* Set problem *
Reproduce every row below word for word, but omit the pictures.

(Collected data)
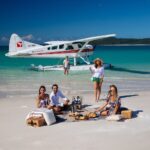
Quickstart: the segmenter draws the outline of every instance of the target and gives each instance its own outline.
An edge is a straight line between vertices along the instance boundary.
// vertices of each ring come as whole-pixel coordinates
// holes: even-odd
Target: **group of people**
[[[66,68],[66,70],[68,70],[68,65],[69,60],[68,57],[66,57],[66,60],[64,60],[64,68]],[[94,66],[90,67],[90,71],[92,73],[91,80],[94,83],[95,101],[98,102],[100,100],[101,87],[104,80],[103,61],[99,58],[95,59]],[[60,98],[63,100],[63,102],[60,102]],[[41,86],[39,88],[39,95],[36,99],[36,105],[38,108],[44,107],[47,109],[53,109],[53,111],[58,114],[70,105],[69,102],[69,99],[59,90],[57,84],[52,85],[52,92],[50,93],[50,96],[46,93],[45,86]],[[121,100],[118,96],[117,87],[115,85],[110,85],[106,102],[103,104],[103,106],[96,109],[95,112],[99,115],[108,116],[111,114],[117,114],[120,110],[120,107]]]

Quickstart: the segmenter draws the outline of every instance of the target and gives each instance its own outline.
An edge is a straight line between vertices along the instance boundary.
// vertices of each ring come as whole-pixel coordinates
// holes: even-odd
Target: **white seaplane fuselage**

* Complete answer *
Quickstart: the segmenter draws the outline of every instance of the target and gives each instance its own outline.
An edge is a straight line between vertices along the instance boundary.
// vertices of each ring come as whole-pixel coordinates
// holes: even-odd
Target: **group of people**
[[[66,68],[66,70],[68,70],[68,65],[69,60],[68,57],[66,57],[66,60],[64,60],[64,68]],[[94,66],[90,67],[90,71],[92,73],[91,80],[94,83],[95,101],[98,102],[100,100],[101,87],[104,80],[103,61],[99,58],[95,59]],[[60,98],[63,100],[63,102],[60,102]],[[41,86],[39,88],[39,95],[36,99],[36,105],[38,108],[44,107],[47,109],[53,109],[53,111],[58,114],[70,105],[69,102],[69,99],[59,90],[57,84],[52,85],[52,92],[50,93],[50,96],[46,93],[45,86]],[[121,100],[118,96],[117,87],[115,85],[110,85],[106,102],[103,104],[103,106],[96,109],[95,112],[99,115],[108,116],[111,114],[117,114],[120,110],[120,107]]]

Quickstart: the segmenter draws the outline of every instance of the target and gives each instance its own outline.
An edge is a straight line between vertices along the instance boundary.
// vertices of each ring come as whole-pixel coordinates
// holes: even-odd
Target: **white seaplane fuselage**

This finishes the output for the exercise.